§ Data rows:

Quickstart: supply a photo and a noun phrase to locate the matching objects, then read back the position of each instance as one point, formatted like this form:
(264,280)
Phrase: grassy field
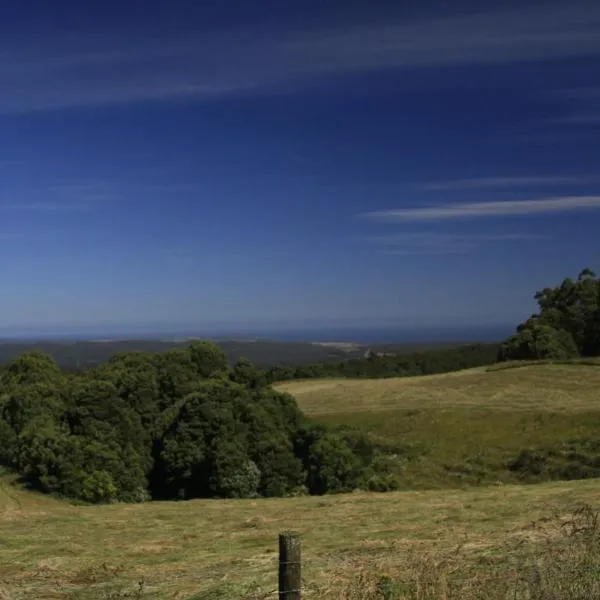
(227,549)
(446,428)
(465,427)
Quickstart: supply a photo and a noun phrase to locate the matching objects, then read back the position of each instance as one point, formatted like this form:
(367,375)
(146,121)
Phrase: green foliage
(384,483)
(208,358)
(567,325)
(333,467)
(539,342)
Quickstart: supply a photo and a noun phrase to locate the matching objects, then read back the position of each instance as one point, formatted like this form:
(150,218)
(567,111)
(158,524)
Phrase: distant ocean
(337,333)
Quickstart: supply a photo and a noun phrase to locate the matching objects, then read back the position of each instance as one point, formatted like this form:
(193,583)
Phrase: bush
(384,483)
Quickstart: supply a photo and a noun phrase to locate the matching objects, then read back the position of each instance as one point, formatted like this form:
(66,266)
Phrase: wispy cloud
(93,70)
(434,243)
(584,118)
(69,196)
(503,182)
(487,209)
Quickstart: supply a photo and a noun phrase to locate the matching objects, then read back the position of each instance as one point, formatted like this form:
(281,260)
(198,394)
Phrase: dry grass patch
(200,549)
(553,387)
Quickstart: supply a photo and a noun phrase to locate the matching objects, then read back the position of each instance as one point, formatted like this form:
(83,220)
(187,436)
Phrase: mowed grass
(549,387)
(464,427)
(449,430)
(227,549)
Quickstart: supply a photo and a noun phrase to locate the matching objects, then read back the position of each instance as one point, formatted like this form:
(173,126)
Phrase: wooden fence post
(290,579)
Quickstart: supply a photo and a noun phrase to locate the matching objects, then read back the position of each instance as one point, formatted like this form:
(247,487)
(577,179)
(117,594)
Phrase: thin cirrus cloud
(487,209)
(72,196)
(435,243)
(101,69)
(503,182)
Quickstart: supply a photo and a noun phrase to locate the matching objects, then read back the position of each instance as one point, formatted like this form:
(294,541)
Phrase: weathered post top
(290,578)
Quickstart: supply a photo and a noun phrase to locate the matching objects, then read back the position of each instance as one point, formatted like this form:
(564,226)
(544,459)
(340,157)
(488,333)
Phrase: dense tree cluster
(180,424)
(426,362)
(566,326)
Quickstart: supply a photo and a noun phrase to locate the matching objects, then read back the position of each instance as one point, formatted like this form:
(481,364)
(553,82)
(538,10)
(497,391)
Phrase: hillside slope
(507,424)
(551,387)
(206,549)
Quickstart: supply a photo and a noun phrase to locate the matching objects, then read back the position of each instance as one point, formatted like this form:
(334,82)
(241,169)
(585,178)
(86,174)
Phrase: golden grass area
(549,387)
(211,549)
(224,549)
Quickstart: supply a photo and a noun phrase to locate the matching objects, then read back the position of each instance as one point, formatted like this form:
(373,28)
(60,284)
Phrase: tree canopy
(179,424)
(567,324)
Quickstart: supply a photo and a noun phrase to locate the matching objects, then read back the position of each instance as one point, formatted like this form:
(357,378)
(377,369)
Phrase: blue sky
(294,162)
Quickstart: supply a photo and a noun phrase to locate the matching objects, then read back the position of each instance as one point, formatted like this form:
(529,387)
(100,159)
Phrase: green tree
(209,359)
(539,342)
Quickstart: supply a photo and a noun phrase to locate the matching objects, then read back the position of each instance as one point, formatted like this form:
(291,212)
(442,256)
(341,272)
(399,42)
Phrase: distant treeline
(177,424)
(566,326)
(426,362)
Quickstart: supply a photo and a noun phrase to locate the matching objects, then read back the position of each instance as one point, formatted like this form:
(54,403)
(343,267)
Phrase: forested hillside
(566,326)
(179,424)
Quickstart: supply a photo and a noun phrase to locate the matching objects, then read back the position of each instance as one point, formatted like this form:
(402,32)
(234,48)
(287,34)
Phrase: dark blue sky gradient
(253,162)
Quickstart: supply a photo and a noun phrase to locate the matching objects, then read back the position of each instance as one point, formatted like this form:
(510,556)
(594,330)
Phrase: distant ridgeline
(185,424)
(567,325)
(425,362)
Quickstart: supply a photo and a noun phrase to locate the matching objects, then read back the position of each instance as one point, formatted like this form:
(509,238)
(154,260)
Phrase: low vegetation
(412,544)
(185,424)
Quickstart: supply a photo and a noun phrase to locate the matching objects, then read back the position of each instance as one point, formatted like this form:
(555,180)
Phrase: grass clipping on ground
(497,542)
(205,549)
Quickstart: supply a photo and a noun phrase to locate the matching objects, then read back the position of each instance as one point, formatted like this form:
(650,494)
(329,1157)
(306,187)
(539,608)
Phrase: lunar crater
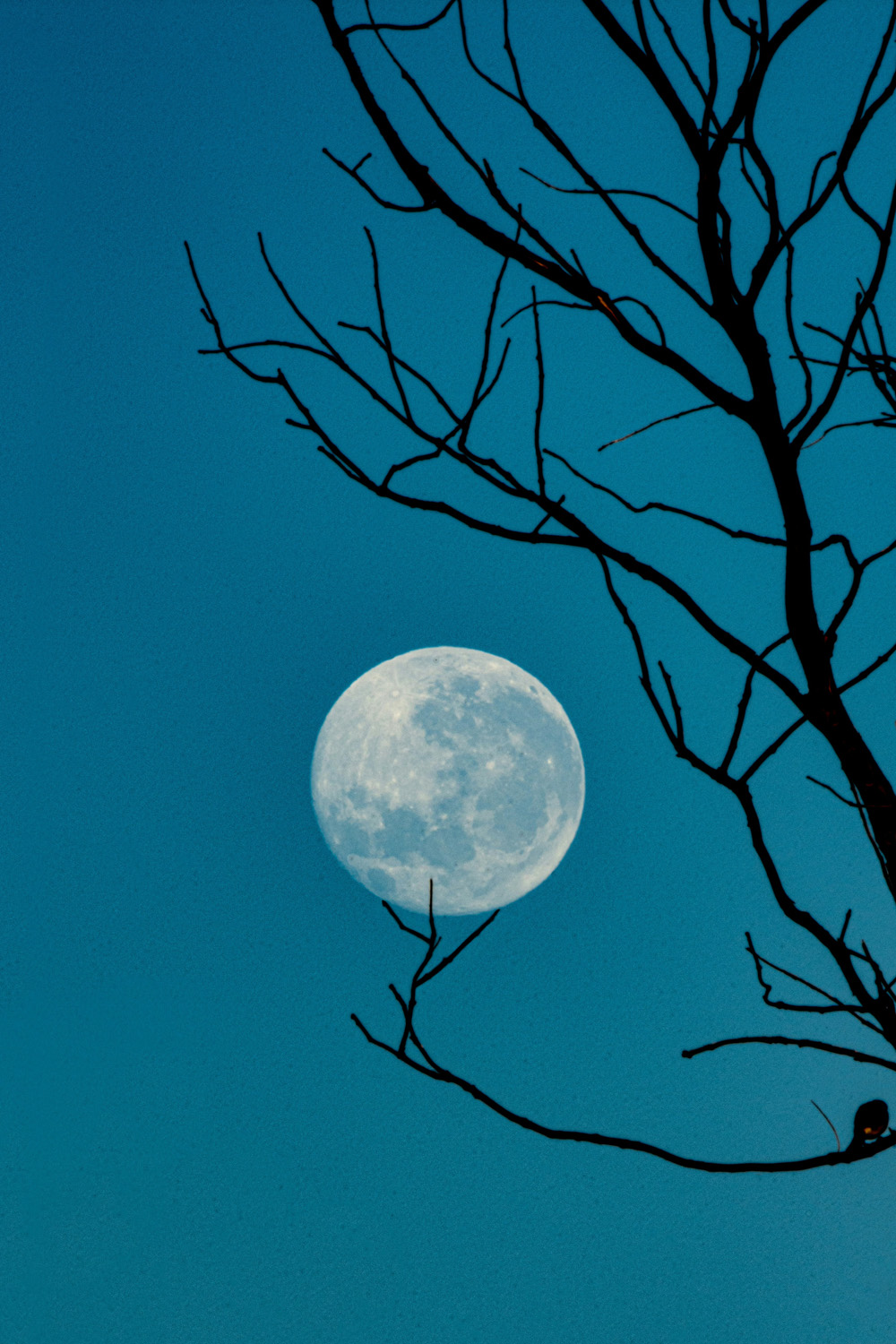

§ Short exercise:
From the records above, pick out every line that contains the string "green". Case counts.

§ Task result:
Phrase: green foliage
Phrase: green tree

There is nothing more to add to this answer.